───── DATA SHOWN

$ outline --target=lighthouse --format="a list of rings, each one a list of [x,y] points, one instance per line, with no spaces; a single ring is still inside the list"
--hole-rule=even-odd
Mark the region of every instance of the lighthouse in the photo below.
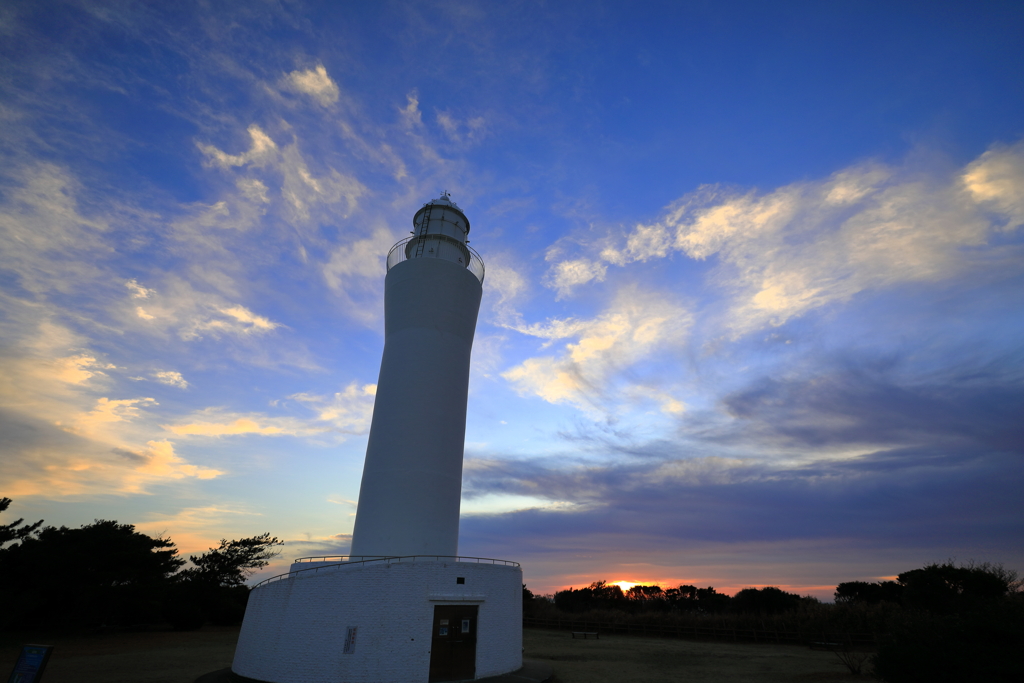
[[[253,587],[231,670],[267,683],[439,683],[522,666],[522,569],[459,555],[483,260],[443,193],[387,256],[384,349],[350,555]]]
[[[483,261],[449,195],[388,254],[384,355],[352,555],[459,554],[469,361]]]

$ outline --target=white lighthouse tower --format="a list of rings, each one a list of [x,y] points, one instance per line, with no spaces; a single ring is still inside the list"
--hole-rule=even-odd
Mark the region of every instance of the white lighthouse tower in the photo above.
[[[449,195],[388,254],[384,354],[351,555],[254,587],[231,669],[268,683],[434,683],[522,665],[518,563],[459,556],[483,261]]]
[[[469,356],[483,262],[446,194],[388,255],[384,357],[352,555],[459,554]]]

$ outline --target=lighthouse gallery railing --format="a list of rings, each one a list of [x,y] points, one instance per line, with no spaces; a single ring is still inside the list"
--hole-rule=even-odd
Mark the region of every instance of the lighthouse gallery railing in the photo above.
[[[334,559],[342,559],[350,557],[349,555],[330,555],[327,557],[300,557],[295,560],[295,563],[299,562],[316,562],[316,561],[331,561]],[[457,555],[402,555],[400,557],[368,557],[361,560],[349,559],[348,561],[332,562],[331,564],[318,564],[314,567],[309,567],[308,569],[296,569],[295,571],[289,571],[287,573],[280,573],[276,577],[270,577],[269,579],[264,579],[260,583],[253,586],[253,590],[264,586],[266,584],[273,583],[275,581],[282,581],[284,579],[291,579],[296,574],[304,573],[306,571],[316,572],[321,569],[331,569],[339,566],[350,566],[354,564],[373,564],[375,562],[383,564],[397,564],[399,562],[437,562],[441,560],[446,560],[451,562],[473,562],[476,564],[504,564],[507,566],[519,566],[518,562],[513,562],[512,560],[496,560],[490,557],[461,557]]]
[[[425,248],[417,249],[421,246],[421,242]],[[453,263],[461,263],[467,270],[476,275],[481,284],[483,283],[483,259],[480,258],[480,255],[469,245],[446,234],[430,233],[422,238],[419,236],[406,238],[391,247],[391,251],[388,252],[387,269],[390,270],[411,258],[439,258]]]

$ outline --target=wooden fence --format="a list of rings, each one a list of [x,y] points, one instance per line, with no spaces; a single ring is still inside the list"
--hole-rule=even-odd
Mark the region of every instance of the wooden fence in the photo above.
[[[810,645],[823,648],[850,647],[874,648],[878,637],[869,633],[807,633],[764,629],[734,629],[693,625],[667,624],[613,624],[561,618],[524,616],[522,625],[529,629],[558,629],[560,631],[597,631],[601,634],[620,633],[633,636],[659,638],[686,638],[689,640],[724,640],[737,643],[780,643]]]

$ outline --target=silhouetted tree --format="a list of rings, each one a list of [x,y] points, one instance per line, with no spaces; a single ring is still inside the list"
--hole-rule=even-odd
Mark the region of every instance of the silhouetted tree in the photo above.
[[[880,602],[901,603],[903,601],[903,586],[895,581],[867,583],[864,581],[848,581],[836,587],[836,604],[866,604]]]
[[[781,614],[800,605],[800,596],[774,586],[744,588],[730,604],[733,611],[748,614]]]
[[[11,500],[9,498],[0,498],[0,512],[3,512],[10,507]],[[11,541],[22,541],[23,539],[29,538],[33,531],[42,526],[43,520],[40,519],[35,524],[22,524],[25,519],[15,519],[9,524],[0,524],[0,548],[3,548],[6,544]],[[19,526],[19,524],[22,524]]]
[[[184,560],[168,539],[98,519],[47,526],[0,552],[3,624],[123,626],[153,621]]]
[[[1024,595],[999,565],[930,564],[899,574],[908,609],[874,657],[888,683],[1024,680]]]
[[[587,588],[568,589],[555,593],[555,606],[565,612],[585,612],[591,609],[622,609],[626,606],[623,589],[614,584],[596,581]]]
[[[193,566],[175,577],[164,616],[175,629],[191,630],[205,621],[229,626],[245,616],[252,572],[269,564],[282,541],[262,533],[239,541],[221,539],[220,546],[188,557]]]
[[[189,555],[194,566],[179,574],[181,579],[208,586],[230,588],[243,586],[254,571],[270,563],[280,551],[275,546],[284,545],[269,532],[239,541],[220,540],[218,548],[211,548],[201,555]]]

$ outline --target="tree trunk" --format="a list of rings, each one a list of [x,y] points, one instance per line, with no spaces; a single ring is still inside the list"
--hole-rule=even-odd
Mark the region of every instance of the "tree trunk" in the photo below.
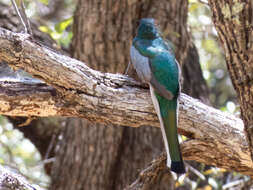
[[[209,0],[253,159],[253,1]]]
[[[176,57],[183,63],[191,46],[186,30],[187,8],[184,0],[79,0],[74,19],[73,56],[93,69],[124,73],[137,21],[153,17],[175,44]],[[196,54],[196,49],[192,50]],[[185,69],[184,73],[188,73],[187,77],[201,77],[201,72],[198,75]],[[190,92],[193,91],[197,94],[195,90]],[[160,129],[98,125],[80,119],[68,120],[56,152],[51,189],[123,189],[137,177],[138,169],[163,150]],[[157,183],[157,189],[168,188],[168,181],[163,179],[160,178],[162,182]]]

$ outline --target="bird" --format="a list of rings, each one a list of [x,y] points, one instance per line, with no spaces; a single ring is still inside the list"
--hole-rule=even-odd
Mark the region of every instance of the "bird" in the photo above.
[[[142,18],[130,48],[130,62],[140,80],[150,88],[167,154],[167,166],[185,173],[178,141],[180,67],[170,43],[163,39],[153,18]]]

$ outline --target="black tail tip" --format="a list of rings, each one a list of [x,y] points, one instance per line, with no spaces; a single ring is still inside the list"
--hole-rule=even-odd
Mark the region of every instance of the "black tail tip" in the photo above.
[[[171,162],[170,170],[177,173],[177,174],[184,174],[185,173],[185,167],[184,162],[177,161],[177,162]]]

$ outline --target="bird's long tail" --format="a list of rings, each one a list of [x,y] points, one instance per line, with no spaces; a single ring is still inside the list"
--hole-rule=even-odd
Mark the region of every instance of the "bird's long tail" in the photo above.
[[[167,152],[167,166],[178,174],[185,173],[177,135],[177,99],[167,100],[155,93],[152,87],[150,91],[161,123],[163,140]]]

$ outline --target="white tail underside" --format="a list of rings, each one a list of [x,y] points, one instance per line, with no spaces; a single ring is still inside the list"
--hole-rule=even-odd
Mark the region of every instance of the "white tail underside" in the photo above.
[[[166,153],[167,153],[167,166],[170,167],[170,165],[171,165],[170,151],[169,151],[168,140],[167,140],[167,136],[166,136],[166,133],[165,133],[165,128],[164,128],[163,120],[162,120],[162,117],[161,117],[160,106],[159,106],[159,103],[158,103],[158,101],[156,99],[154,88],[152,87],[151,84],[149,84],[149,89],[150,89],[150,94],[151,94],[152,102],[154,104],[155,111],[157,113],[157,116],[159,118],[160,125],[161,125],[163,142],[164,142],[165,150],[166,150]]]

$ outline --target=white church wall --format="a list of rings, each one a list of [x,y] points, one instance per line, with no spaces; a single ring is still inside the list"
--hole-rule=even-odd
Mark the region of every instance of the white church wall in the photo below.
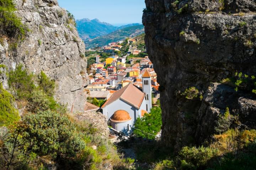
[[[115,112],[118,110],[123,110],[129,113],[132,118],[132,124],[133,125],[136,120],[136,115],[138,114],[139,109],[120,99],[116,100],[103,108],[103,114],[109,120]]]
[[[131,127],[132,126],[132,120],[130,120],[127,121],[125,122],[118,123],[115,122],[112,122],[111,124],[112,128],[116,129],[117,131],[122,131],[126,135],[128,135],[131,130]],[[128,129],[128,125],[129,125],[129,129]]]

──────────
───── DATA SHOWN

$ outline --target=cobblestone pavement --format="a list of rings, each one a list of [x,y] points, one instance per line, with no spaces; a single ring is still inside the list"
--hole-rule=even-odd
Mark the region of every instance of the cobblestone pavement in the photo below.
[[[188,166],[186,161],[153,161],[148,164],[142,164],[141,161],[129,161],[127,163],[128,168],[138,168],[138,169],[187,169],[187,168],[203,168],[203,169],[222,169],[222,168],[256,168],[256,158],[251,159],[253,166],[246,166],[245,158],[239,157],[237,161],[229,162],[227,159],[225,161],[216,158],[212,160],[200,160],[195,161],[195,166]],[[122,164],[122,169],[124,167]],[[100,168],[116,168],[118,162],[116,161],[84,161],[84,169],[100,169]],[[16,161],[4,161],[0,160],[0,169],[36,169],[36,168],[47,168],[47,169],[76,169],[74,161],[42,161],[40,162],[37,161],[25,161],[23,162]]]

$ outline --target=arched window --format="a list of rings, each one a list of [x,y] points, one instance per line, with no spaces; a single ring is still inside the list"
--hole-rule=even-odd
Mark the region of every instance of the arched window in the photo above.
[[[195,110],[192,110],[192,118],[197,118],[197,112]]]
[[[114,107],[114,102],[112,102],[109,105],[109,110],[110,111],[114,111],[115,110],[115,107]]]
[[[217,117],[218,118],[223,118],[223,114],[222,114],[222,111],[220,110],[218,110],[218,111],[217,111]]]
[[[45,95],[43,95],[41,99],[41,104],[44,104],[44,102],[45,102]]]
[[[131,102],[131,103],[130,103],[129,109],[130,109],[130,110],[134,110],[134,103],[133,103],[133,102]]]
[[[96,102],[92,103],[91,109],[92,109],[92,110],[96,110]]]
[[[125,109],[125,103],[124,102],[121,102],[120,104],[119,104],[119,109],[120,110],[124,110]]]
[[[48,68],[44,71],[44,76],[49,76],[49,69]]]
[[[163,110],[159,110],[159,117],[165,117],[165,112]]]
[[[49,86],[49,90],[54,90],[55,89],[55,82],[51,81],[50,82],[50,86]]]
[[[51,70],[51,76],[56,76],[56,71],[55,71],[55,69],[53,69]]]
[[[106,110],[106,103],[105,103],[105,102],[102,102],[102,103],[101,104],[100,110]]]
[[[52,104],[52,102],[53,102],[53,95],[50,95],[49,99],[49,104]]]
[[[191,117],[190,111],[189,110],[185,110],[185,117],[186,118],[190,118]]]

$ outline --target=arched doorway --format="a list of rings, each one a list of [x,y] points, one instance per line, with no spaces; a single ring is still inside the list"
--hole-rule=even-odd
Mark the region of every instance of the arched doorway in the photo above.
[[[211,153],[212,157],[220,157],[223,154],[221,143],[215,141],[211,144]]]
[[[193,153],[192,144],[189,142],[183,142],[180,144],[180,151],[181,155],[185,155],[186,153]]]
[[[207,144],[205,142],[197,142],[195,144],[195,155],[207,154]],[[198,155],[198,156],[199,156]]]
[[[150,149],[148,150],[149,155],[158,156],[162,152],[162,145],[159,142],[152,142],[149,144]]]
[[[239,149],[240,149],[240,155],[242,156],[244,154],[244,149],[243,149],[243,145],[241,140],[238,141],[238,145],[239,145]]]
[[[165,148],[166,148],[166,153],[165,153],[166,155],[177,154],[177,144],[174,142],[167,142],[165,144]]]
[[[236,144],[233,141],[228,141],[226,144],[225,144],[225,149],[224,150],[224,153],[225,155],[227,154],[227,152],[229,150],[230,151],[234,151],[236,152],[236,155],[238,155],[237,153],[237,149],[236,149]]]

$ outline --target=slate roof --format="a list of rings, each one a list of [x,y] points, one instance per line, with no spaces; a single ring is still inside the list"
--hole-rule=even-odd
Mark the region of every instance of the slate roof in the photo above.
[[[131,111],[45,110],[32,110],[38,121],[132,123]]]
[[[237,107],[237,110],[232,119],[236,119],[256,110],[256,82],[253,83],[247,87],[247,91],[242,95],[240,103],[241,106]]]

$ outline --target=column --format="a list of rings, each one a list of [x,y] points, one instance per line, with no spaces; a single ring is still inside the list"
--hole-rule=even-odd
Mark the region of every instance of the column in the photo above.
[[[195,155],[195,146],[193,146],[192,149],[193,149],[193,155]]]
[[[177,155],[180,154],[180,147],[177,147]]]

──────────

Tally the lines in the entries above that contain the string "cobblestone". Reply with the number alone.

* THE OUTPUT:
2